SOURCE DATA:
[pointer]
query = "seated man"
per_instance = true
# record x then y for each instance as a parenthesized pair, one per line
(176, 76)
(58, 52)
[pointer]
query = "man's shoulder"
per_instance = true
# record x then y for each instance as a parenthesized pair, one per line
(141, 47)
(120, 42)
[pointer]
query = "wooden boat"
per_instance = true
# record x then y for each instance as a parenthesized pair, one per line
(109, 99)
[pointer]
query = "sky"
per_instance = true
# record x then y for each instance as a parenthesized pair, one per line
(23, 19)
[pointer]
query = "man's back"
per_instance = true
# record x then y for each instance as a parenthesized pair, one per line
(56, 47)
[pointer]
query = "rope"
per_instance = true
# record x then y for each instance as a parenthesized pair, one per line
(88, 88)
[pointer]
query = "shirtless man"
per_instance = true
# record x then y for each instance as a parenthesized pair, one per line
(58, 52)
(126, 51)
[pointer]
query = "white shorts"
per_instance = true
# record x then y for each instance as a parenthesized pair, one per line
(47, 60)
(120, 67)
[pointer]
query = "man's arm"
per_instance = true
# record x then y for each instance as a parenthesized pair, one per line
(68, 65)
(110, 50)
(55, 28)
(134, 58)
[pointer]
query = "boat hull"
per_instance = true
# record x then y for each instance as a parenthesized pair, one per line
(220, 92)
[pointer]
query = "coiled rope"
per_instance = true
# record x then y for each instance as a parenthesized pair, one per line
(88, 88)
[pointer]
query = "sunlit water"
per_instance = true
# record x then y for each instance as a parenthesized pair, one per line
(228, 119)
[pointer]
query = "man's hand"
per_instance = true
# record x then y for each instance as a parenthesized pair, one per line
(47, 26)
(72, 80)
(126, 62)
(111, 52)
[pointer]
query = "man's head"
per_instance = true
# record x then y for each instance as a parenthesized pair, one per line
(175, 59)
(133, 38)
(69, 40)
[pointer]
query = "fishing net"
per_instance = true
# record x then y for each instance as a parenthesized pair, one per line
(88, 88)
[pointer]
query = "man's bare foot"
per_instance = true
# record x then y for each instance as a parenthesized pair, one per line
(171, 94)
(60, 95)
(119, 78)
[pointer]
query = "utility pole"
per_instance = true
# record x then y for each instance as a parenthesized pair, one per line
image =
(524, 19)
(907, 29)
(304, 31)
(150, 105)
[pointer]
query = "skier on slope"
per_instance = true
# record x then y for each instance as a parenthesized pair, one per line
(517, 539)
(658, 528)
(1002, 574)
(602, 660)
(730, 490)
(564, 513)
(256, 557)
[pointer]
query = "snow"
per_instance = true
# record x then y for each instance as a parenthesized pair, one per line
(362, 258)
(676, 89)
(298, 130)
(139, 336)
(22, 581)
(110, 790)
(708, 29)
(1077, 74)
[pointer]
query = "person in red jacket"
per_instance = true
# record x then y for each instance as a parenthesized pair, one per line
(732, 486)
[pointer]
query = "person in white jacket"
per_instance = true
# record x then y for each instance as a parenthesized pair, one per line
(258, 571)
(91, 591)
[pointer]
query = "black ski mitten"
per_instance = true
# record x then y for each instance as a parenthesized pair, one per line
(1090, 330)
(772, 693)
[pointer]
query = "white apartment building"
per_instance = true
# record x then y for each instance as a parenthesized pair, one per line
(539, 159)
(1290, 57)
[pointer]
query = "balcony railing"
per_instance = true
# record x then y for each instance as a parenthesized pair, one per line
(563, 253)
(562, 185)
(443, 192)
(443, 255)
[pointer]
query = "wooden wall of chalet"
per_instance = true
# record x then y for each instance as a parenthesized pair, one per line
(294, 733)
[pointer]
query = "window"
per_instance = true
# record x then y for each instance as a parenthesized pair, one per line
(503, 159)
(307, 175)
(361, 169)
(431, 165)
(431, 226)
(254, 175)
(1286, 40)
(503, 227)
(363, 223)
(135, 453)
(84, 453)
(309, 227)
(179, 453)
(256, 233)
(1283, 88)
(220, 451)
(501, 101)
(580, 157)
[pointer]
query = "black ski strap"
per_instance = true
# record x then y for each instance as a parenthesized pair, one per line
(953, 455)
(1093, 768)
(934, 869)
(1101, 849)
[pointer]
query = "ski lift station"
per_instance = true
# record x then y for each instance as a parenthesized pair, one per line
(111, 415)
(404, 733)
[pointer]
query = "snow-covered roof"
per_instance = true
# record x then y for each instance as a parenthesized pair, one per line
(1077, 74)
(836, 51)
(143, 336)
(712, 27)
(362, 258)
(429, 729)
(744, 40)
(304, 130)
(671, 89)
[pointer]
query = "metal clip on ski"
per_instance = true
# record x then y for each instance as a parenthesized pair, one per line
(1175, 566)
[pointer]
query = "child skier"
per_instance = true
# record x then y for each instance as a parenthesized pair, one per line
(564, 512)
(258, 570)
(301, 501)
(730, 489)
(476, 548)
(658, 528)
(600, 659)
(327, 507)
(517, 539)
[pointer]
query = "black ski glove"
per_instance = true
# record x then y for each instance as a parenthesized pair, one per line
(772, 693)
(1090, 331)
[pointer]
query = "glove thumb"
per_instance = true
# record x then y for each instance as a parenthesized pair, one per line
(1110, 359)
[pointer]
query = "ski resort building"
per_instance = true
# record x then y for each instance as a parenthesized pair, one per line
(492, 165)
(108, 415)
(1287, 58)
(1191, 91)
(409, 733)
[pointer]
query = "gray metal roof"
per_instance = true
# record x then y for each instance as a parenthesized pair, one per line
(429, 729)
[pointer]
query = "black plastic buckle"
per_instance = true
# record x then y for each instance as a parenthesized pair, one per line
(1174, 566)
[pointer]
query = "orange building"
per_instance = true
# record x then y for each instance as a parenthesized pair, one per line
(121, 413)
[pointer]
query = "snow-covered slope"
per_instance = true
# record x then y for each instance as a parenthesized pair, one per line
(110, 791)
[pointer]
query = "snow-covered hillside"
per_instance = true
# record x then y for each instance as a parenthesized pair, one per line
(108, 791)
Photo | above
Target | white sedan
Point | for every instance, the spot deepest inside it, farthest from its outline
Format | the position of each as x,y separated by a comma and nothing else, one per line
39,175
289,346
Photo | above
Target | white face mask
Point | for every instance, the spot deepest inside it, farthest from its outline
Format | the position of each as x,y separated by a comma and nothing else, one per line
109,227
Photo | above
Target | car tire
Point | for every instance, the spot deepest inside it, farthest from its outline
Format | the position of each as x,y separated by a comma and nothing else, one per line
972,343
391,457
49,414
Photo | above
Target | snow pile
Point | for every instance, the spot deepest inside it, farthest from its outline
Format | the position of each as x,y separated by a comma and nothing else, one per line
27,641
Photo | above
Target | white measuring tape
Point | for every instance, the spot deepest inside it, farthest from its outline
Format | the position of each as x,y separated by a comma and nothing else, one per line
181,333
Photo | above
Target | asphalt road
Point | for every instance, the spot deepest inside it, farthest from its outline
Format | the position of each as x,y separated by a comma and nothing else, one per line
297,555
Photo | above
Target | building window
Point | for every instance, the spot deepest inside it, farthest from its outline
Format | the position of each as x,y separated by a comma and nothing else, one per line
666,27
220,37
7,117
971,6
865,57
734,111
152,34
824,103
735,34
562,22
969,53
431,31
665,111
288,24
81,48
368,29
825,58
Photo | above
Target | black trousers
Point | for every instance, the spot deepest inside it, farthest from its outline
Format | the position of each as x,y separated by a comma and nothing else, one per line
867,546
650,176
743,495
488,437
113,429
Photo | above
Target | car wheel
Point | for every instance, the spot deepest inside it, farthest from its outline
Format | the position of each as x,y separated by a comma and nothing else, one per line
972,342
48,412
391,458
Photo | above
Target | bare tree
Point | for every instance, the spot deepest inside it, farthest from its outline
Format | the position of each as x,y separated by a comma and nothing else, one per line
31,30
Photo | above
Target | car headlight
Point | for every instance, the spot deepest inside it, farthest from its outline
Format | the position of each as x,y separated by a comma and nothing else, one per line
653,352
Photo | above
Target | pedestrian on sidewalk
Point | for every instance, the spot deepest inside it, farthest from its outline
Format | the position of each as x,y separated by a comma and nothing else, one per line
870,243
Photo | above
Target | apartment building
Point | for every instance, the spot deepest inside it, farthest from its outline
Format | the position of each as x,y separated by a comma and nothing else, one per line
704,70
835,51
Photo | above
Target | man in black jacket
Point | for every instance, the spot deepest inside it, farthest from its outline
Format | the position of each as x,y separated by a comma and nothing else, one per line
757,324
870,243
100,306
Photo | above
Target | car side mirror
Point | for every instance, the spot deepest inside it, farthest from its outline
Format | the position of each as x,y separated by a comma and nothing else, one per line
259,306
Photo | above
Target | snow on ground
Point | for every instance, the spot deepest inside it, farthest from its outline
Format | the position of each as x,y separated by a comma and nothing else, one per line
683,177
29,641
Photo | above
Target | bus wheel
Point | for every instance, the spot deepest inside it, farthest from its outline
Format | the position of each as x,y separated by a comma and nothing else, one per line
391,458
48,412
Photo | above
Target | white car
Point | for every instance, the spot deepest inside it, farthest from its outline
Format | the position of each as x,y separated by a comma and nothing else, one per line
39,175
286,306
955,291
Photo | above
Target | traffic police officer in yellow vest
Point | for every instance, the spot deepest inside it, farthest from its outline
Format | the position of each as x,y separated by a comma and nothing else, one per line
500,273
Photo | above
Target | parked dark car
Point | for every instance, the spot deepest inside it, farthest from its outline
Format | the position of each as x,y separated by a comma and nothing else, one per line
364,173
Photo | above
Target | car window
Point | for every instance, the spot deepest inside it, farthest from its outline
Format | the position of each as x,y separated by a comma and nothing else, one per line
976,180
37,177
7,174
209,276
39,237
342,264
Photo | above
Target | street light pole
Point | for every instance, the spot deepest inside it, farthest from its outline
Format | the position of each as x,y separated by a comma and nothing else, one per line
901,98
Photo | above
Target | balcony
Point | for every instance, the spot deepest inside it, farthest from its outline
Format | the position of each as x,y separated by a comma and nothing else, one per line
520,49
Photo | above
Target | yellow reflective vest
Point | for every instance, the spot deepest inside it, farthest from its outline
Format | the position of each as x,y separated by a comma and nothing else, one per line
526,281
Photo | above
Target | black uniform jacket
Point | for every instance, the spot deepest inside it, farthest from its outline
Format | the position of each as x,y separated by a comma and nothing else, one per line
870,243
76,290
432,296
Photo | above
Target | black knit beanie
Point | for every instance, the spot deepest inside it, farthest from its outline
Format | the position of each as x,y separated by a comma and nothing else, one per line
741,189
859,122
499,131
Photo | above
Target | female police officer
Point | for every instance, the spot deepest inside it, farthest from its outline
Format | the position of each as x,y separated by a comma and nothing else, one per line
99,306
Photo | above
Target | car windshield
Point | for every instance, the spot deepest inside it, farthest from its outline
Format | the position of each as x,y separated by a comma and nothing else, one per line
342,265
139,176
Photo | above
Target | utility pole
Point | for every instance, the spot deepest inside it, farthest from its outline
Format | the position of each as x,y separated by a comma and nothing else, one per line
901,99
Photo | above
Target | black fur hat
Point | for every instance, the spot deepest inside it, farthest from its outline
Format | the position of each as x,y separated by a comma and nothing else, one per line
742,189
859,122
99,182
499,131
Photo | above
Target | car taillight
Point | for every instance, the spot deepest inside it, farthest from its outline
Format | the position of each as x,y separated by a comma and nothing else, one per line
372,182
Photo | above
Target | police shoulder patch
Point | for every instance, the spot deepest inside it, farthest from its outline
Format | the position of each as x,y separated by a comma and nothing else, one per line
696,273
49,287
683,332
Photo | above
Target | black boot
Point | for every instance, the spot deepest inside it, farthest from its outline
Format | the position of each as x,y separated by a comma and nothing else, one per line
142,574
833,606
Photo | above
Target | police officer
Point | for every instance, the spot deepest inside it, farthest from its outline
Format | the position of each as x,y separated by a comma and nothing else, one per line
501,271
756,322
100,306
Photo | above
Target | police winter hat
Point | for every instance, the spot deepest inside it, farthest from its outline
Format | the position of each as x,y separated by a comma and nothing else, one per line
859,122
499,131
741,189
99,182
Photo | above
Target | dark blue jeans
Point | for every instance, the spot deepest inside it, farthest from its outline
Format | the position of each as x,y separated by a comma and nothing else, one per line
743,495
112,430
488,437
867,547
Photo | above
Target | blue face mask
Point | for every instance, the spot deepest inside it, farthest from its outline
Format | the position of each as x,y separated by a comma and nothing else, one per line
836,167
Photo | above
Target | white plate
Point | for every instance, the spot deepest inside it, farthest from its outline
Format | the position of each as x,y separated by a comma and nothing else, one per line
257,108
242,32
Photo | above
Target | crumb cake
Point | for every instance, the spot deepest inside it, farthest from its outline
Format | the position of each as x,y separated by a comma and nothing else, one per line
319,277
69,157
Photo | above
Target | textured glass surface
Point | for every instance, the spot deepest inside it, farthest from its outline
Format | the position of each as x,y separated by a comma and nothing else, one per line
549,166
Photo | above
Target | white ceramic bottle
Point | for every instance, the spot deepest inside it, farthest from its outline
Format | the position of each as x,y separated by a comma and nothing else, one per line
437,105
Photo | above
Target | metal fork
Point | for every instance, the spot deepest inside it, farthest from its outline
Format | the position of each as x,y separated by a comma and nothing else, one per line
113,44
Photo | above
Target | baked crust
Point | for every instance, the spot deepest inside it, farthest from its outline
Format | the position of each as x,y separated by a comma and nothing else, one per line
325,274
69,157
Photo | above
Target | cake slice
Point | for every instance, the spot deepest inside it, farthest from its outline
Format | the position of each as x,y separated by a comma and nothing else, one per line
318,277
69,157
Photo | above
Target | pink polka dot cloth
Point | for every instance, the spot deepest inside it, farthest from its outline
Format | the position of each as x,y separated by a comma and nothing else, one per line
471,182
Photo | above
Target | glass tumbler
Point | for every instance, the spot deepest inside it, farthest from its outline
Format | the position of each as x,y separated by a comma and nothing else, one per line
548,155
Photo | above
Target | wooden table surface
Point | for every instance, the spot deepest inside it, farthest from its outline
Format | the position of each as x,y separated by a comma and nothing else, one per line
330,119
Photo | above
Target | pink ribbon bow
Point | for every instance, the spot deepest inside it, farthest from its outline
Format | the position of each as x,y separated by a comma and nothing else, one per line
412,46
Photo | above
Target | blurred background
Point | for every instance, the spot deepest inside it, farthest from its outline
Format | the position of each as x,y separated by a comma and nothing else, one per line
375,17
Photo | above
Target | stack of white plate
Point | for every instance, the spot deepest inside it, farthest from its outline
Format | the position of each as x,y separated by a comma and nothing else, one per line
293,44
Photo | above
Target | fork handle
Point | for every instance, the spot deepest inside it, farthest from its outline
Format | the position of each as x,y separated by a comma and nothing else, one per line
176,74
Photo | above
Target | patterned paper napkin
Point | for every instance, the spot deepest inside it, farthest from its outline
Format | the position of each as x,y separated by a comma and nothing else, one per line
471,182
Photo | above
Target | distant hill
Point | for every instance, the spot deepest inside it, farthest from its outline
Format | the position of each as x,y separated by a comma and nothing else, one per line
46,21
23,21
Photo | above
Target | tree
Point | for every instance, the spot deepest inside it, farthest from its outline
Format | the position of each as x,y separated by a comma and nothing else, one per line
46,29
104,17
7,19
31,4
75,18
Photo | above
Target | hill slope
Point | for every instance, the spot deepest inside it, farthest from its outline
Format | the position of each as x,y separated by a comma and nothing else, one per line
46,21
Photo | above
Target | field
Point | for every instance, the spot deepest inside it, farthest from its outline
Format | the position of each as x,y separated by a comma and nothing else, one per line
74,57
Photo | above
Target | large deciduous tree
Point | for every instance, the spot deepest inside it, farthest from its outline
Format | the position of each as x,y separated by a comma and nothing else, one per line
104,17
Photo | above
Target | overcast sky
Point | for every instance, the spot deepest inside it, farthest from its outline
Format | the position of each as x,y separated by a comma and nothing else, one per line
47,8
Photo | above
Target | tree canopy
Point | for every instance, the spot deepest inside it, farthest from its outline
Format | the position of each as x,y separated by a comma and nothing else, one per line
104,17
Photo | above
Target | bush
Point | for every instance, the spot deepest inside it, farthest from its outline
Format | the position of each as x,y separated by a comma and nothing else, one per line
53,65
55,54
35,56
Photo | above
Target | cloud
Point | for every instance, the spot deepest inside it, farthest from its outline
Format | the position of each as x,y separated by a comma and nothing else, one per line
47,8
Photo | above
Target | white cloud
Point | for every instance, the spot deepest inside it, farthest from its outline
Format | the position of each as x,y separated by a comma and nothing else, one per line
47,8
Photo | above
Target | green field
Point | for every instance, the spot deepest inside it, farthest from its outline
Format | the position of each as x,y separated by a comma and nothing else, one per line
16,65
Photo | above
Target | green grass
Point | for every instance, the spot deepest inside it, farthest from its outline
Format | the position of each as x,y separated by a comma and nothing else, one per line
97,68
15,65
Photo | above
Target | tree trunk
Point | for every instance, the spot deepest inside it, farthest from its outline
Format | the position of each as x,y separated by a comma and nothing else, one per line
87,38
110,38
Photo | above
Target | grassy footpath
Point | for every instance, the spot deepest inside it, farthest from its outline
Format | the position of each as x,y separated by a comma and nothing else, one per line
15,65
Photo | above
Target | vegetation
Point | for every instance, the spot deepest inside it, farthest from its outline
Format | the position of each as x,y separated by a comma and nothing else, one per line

STATED TASK: Pull out each line in the records above that contains the string "slope" and list those lines.

RESPONSE FOR THIS EXERCISE:
query = "skier on slope"
query = "snow-covered slope"
Target | hill slope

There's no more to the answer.